> To be done:
Render all the records below as a Markdown table with the columns Row and Line, numbering each line in order and skipping blank lines. Leave the pictures out of the table.

> Data entries:
━━━━━━

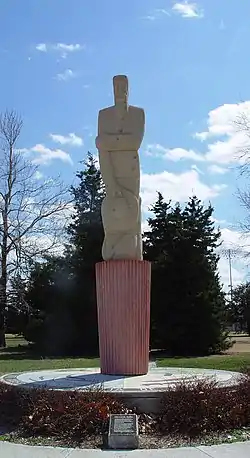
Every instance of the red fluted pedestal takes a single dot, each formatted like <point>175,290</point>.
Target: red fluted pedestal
<point>123,303</point>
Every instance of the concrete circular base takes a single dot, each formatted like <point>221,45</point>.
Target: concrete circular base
<point>143,392</point>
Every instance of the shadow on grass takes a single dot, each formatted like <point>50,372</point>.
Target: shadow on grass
<point>31,354</point>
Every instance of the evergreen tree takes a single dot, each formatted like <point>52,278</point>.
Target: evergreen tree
<point>188,305</point>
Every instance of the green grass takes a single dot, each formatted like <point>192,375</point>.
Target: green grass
<point>223,362</point>
<point>17,357</point>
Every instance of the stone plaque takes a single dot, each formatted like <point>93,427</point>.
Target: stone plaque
<point>123,431</point>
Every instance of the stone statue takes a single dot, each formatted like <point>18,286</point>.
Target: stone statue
<point>120,133</point>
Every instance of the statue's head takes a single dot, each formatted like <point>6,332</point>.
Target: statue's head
<point>120,83</point>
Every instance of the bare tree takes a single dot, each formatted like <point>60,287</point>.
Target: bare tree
<point>31,211</point>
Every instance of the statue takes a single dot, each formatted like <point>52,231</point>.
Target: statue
<point>120,134</point>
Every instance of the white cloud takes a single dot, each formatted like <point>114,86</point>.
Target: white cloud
<point>238,275</point>
<point>44,156</point>
<point>223,123</point>
<point>38,175</point>
<point>178,187</point>
<point>174,154</point>
<point>66,75</point>
<point>63,48</point>
<point>70,139</point>
<point>188,10</point>
<point>227,139</point>
<point>42,47</point>
<point>216,169</point>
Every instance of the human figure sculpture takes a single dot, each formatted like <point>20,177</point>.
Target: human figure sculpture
<point>120,134</point>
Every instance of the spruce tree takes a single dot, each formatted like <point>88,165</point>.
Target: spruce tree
<point>188,305</point>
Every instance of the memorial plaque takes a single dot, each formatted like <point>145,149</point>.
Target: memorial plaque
<point>123,431</point>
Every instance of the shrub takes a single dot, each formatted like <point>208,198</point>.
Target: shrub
<point>202,407</point>
<point>59,414</point>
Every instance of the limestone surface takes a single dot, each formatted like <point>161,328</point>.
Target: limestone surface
<point>120,133</point>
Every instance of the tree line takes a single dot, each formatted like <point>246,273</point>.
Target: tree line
<point>51,298</point>
<point>188,306</point>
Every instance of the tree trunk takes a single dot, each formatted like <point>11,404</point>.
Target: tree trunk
<point>3,298</point>
<point>3,283</point>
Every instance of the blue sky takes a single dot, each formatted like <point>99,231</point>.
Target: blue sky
<point>188,67</point>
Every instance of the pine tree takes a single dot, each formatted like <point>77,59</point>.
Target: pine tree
<point>188,305</point>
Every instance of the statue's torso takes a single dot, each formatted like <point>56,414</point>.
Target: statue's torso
<point>119,129</point>
<point>120,133</point>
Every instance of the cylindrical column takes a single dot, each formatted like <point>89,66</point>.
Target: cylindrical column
<point>123,304</point>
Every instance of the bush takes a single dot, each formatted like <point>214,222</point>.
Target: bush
<point>200,408</point>
<point>57,414</point>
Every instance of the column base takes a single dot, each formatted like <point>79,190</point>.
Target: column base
<point>123,304</point>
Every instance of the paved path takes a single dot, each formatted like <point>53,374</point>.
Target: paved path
<point>238,450</point>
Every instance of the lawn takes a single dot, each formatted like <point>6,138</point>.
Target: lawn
<point>17,357</point>
<point>224,362</point>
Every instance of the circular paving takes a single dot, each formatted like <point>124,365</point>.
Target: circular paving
<point>156,380</point>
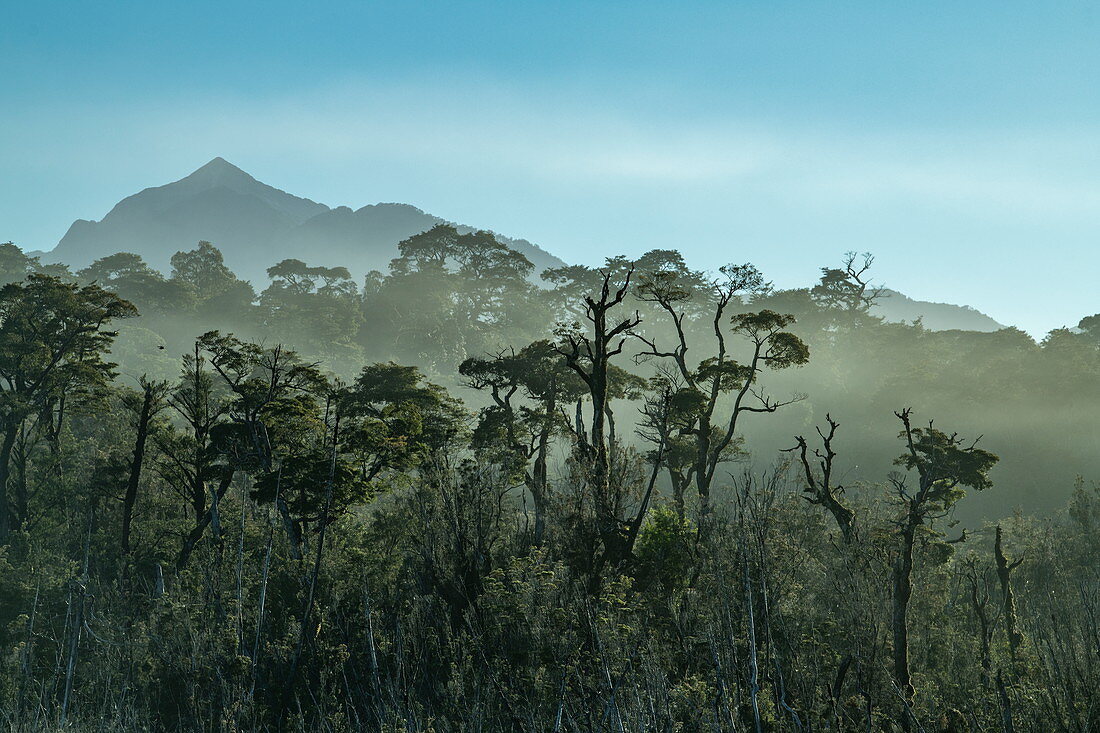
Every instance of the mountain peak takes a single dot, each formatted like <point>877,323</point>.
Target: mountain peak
<point>219,168</point>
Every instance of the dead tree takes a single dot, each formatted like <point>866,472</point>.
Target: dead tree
<point>820,490</point>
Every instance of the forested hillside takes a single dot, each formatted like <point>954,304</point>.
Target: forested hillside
<point>465,494</point>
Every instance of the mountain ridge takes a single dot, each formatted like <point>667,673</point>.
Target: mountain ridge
<point>254,225</point>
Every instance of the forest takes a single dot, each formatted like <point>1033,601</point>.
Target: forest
<point>466,495</point>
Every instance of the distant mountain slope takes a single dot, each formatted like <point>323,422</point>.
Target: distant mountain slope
<point>935,316</point>
<point>254,226</point>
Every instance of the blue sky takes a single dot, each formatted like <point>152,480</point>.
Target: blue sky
<point>959,142</point>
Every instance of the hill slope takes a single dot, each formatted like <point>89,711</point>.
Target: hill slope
<point>254,226</point>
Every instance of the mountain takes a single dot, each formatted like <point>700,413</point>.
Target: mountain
<point>893,306</point>
<point>254,226</point>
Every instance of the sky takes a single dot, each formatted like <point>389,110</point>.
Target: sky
<point>957,142</point>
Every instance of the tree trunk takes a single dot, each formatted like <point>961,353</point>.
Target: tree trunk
<point>1004,575</point>
<point>902,593</point>
<point>6,447</point>
<point>131,495</point>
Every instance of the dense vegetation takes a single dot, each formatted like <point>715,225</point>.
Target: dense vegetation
<point>634,498</point>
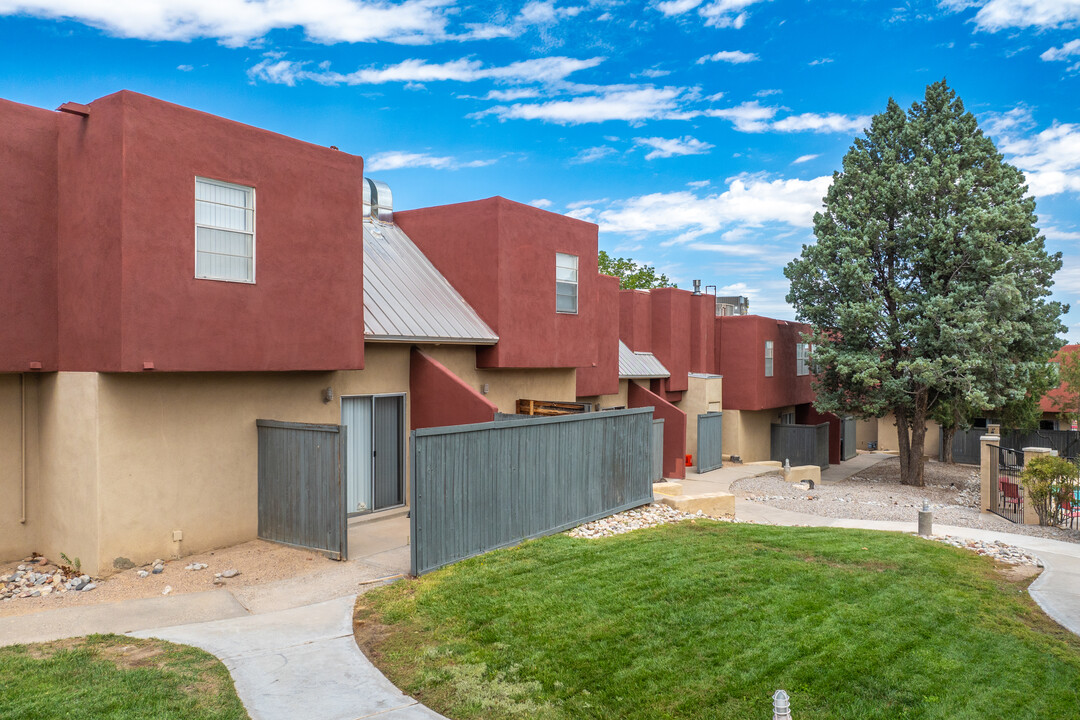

━━━━━━

> Task solution:
| Row | Line |
|---|---|
| 1 | Every instance of the red fluted pedestal takes a single dot, each formatted like <point>175,290</point>. |
| 2 | Target: red fluted pedestal |
| 3 | <point>123,303</point> |
| 4 | Every instance of the concrete circular base takes a single dot, each formatted like <point>221,45</point>. |
| 5 | Target: concrete circular base |
| 6 | <point>143,392</point> |
| 7 | Every instance of the shadow on grass takes a single dot, each formatted like <point>50,372</point>. |
| 8 | Target: shadow on grass |
| 9 | <point>31,354</point> |
| 10 | Every instance of the evergreen tree takes a single dot, each formatted like <point>52,278</point>. |
| 11 | Target: evergreen tree |
| 12 | <point>188,305</point> |
| 13 | Every instance of the green grass takes a single dot, each formatted like <point>192,375</point>. |
| 14 | Target: green grass |
| 15 | <point>223,362</point> |
| 16 | <point>17,357</point> |
| 17 | Every instance of the stone plaque takes a single dot, each formatted like <point>93,427</point>. |
| 18 | Target: stone plaque |
| 19 | <point>123,431</point> |
| 20 | Every instance of the stone statue takes a single dot, each formatted like <point>18,286</point>. |
| 21 | Target: stone statue |
| 22 | <point>120,133</point> |
| 23 | Every instance of the statue's head takes a single dot, each formatted like <point>6,332</point>. |
| 24 | Target: statue's head |
| 25 | <point>120,83</point> |
| 26 | Every instance of the bare tree takes a single dot, each formatted like <point>60,287</point>. |
| 27 | Target: bare tree |
| 28 | <point>31,211</point> |
| 29 | Every instance of the statue takes a single dot, each formatted like <point>52,231</point>. |
| 30 | Target: statue |
| 31 | <point>120,134</point> |
| 32 | Every instance of the white cloud takes a single dot, each formatted like <point>114,86</point>. |
| 33 | Target: white cloud |
| 34 | <point>238,275</point> |
| 35 | <point>44,156</point> |
| 36 | <point>223,123</point> |
| 37 | <point>38,175</point> |
| 38 | <point>178,187</point> |
| 39 | <point>174,154</point> |
| 40 | <point>66,75</point> |
| 41 | <point>63,48</point> |
| 42 | <point>70,139</point> |
| 43 | <point>188,10</point> |
| 44 | <point>227,139</point> |
| 45 | <point>42,47</point> |
| 46 | <point>216,169</point> |
| 47 | Every instance of the human figure sculpture takes a single dot, each formatted like <point>20,177</point>. |
| 48 | Target: human figure sculpture |
| 49 | <point>120,134</point> |
| 50 | Every instance of the spruce tree takes a single dot, each formatted like <point>88,165</point>. |
| 51 | Target: spruce tree |
| 52 | <point>188,305</point> |
| 53 | Every instance of the memorial plaque takes a single dot, each formatted like <point>145,149</point>. |
| 54 | Target: memorial plaque |
| 55 | <point>123,431</point> |
| 56 | Every instance of the shrub takes a single dot, each formatted like <point>208,198</point>. |
| 57 | Target: shrub |
| 58 | <point>202,407</point> |
| 59 | <point>59,414</point> |
| 60 | Every instance of the limestone surface takes a single dot, each formatted like <point>161,328</point>. |
| 61 | Target: limestone surface |
| 62 | <point>120,133</point> |
| 63 | Every instance of the tree line takes a single dot, each formatted like <point>246,273</point>. |
| 64 | Target: tree line |
| 65 | <point>51,298</point> |
| 66 | <point>188,306</point> |
| 67 | Every instance of the tree trunk takes a single dot, each formatted like <point>11,404</point>. |
| 68 | Target: tree trunk |
| 69 | <point>3,298</point> |
| 70 | <point>3,283</point> |
| 71 | Every instance of the blue sky takes a single dot, each formatted like <point>99,231</point>. |
| 72 | Target: blue sky |
| 73 | <point>188,67</point> |
| 74 | Every instance of the pine tree takes a single dot, each formatted like <point>77,59</point>. |
| 75 | Target: pine tree |
| 76 | <point>188,305</point> |
| 77 | Every instance of the statue's torso takes a single dot, each formatted like <point>56,414</point>. |
| 78 | Target: statue's torso |
| 79 | <point>119,129</point> |
| 80 | <point>120,133</point> |
| 81 | Every instance of the cylindrical column takes a single dot, each formatted like <point>89,66</point>. |
| 82 | Target: cylindrical column |
| 83 | <point>123,304</point> |
| 84 | Every instance of the bush takes a single dot, each formatted like <point>214,222</point>. |
| 85 | Target: bush |
| 86 | <point>200,408</point> |
| 87 | <point>57,414</point> |
| 88 | Every instance of the column base takes a single dot, each formatted like <point>79,190</point>. |
| 89 | Target: column base |
| 90 | <point>123,304</point> |
| 91 | Every instance of the paved path takes a single dot, each formatted like <point>53,374</point>. |
| 92 | Target: paved path |
| 93 | <point>238,450</point> |
| 94 | Every instance of the lawn takes a single dot, each formatted like <point>6,138</point>. |
| 95 | Target: lawn |
| 96 | <point>17,357</point> |
| 97 | <point>224,362</point> |
| 98 | Every instance of the circular paving takes a single dot, each formatted like <point>124,365</point>. |
| 99 | Target: circular paving |
| 100 | <point>156,380</point> |
| 101 | Every instance of the mountain peak takes a single dot, each formatted like <point>877,323</point>. |
| 102 | Target: mountain peak |
| 103 | <point>219,168</point> |
| 104 | Every instance of the dead tree takes a single dot, each formatted like <point>866,472</point>. |
| 105 | Target: dead tree |
| 106 | <point>820,490</point> |
| 107 | Every instance of the forested hillside takes a single dot, each formatted like <point>954,304</point>. |
| 108 | Target: forested hillside |
| 109 | <point>465,494</point> |
| 110 | Every instance of the mountain ridge takes a single dot, each formatted like <point>667,673</point>. |
| 111 | Target: mountain ridge |
| 112 | <point>254,225</point> |
| 113 | Every instance of the forest takes a single dot, each formatted like <point>1033,601</point>. |
| 114 | Target: forest |
| 115 | <point>466,495</point> |
| 116 | Every instance of the distant mountain slope takes a single dot, each formatted like <point>323,422</point>. |
| 117 | Target: distant mountain slope |
| 118 | <point>935,316</point> |
| 119 | <point>254,226</point> |
| 120 | Every instance of the blue sky takes a single dot, each formatted like <point>152,480</point>. |
| 121 | Target: blue sky |
| 122 | <point>959,142</point> |
| 123 | Every instance of the hill slope takes a single dot, each formatted like <point>89,711</point>. |
| 124 | Target: hill slope |
| 125 | <point>254,226</point> |
| 126 | Every instance of the mountain takes a single dot, each formatted like <point>700,413</point>. |
| 127 | Target: mountain |
| 128 | <point>893,306</point> |
| 129 | <point>254,226</point> |
| 130 | Every instance of the sky takes a single dot, each formatted like <point>389,110</point>. |
| 131 | Target: sky |
| 132 | <point>957,142</point> |
| 133 | Every instance of the tree trunk takes a single dot, each formatted like <point>961,353</point>. |
| 134 | Target: tree trunk |
| 135 | <point>1004,575</point> |
| 136 | <point>902,593</point> |
| 137 | <point>6,447</point> |
| 138 | <point>131,495</point> |
| 139 | Every instance of the dense vegetation takes a single dot, each formatted like <point>715,225</point>. |
| 140 | Target: dense vegetation |
| 141 | <point>634,498</point> |